WHAT THE TASK ASKS: Can you echo every one of the items below word for word, leaving the pictures out of your answer?

Source items:
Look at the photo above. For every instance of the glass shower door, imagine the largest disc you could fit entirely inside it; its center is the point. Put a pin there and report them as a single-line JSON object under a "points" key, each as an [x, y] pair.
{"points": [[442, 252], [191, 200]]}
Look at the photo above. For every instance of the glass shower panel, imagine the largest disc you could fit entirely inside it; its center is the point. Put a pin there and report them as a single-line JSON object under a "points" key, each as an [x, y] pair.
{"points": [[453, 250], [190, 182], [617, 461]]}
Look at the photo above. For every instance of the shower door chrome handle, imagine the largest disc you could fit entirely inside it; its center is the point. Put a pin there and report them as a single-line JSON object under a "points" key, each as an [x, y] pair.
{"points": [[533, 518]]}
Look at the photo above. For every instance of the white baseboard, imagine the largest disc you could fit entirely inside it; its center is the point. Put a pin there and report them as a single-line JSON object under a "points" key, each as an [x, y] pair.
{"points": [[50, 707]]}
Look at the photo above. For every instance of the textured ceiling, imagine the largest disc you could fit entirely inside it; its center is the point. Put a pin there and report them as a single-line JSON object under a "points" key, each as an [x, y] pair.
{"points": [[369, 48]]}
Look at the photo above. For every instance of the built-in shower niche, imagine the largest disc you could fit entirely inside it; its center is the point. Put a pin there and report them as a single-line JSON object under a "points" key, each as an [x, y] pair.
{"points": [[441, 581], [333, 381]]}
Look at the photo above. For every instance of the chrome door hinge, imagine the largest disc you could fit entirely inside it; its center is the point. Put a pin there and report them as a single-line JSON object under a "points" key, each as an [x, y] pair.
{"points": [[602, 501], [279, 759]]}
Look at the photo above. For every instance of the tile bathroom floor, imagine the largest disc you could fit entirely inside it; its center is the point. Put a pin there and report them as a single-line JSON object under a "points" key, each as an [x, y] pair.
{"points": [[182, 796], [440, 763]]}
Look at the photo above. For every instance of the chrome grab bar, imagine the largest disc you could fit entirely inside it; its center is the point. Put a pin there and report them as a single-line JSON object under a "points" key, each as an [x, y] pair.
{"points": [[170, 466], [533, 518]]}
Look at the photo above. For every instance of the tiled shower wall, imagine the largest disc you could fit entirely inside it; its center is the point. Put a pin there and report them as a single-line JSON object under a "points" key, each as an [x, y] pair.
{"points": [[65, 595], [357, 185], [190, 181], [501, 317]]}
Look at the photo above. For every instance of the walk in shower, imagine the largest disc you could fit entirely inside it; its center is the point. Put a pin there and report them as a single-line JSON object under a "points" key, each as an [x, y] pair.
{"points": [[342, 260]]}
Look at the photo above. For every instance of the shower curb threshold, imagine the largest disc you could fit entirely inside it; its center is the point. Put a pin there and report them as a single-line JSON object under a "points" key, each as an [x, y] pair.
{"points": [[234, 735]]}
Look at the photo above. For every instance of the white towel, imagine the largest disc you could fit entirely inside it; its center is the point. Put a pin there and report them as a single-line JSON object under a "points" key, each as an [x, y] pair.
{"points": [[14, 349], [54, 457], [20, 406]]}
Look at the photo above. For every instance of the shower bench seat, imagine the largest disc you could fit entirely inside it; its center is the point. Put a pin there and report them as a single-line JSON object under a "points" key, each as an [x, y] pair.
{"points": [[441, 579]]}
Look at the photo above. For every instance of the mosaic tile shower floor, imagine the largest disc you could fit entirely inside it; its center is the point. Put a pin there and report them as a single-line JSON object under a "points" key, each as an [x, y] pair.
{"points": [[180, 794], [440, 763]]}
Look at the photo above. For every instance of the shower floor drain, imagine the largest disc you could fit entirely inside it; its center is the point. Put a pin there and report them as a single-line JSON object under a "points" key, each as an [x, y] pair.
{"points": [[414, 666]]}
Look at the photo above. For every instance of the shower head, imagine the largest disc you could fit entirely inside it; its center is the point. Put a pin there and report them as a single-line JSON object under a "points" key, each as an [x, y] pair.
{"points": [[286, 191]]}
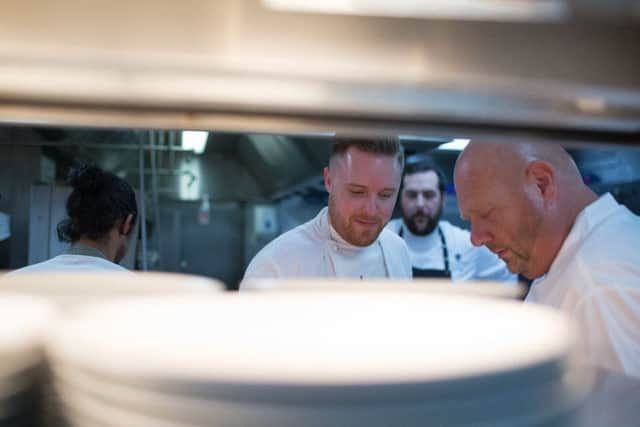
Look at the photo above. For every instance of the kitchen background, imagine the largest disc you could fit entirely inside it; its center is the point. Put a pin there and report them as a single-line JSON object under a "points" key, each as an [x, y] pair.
{"points": [[211, 206]]}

TASK RESULT:
Look at the photo above. For every instance of the glass shower door, imagine the largest disc you could fit entirely inside it; its center is the point. Put a pin there and report them as a single-line JSON object under a "points" key, each as an [x, y] pair.
{"points": [[442, 252], [191, 200]]}
Look at the photo above. For every instance of the glass shower panel, imagine the largest disc you could fit entirely inside it; its center is the point. Put a pin there and report them as a single-line JSON object under a "points" key, each as an [x, y] pair.
{"points": [[453, 250], [190, 182], [617, 461]]}
Look at the photo above. For every instance of the shower door chrome handle, imagine the largest disc you could fit entirely inside it; its center is the point. Put a pin there and report them as a single-line JSON object under a "points" key, each as an [x, y] pair.
{"points": [[533, 518]]}
Look at the photo above. For every instance of the white baseboard, imagine the largest disc you could fit entirely inside it; its center is the point. Put a pin there and report them as a single-line JSON object under a "points" key, each as an [x, y] pair.
{"points": [[50, 707]]}
Look at the photo above. For every instance of the textured ceiling, imagine the largest disc you could fit entirely inside it; its center is the point. Put a pin there and report them as a single-line JSON object under a "points" key, each as an [x, y] pair.
{"points": [[369, 48]]}
Look at the photo above. For every instance of the built-in shower niche, imagine the largest disc you could fit entirely inside it; its center is the point. Put a pin there and report them as a single-line JSON object under a "points" key, each as an [x, y] pair.
{"points": [[441, 581], [333, 381]]}
Look at the photo above. For every instance of the chrome door hinge, imagine the largest disc you could fit entirely inside it; its center is the point. Put a pin there and report them as a single-line JSON object under a "points" key, each as an [x, y] pair.
{"points": [[602, 501], [279, 759]]}
Look at the photo above. For every instance of the tile bathroom floor, imagine the largest disc you could fit entirely inside it; its center is the point. Put a pin there and report them as a single-line JSON object under a "points" key, each as an [x, y] pair.
{"points": [[182, 796], [440, 763]]}
Look at the photo above. For every instance of the chrome grab bar, imagine the largest disc you could fit entirely inside it; its center is the point. Put a pin there and report them as a single-line JSON object under a "points" key, each as an [x, y] pair.
{"points": [[170, 466], [533, 518]]}
Look at the photo above. For every instance of the tiled shower wall, imagine the largest disc you could fit entirely inside it; its center is the point. Put a pin there and report them as a single-line JSON object under a "points" key, each as an [x, y] pair.
{"points": [[65, 595], [357, 185], [190, 181], [501, 317]]}
Look at the photo above. For every instance of the walk in shower, imagine the largest disc you could fit entirely inside it; its center is the point. Put a pin there and report them as a single-line JSON object under a "points" key, each as an [x, y] pair.
{"points": [[342, 260]]}
Look at the photo above. For every instance of the shower curb threshold, imagine the largest disc you could fit entirely inside it; its center is the point. Put a pin there and report them as a single-line JSON object under a "points" key, each as an [x, y] pair.
{"points": [[234, 735]]}
Look at the photo above. For every instance of the white towel, imagine the largest disc you could fit entirely inside it; its center is the point. Put a pin there and report them as a single-line JSON object under a "points" key, each as an [x, y] pair.
{"points": [[14, 349], [54, 457], [20, 406]]}
Look at the photo above. For every instance of the shower bench seat, imagine the largest disc you could fit entirely inside it; its center is the point. Put a pin there and report them as a single-line JSON object under a "points" key, each as an [x, y] pair.
{"points": [[441, 579]]}
Look at the photo above. For every instance of the mosaic tile shower floor, imagine the largest disc you could fit entirely inside it; its center is the point. Put a pin there and report them as a single-line JSON object under a "points" key, each as an [x, y] pair.
{"points": [[180, 794], [440, 763]]}
Look at the photo above. For every instance of the shower floor drain, imagine the largest disc you could fit entirely inside it; its center is the point. Put a pin there and report them as a single-line JSON object under a "points" key, each as an [x, y] pair.
{"points": [[414, 666]]}
Look at the photo above. For every instance of the shower head, imagine the largest disc you could fit entirely inside it; its center is the point. Put a pin there and report them as a single-line JSON object under a "points" key, each as an [x, y] pair.
{"points": [[286, 191]]}
Look at the photo above. For every instance of the kitchen background, imagine the largest disc you could fit entirely inside it; its center is the point. Put a pin there and report them as a single-line JSON object under a "points" key, each as an [x, y] pair.
{"points": [[211, 206]]}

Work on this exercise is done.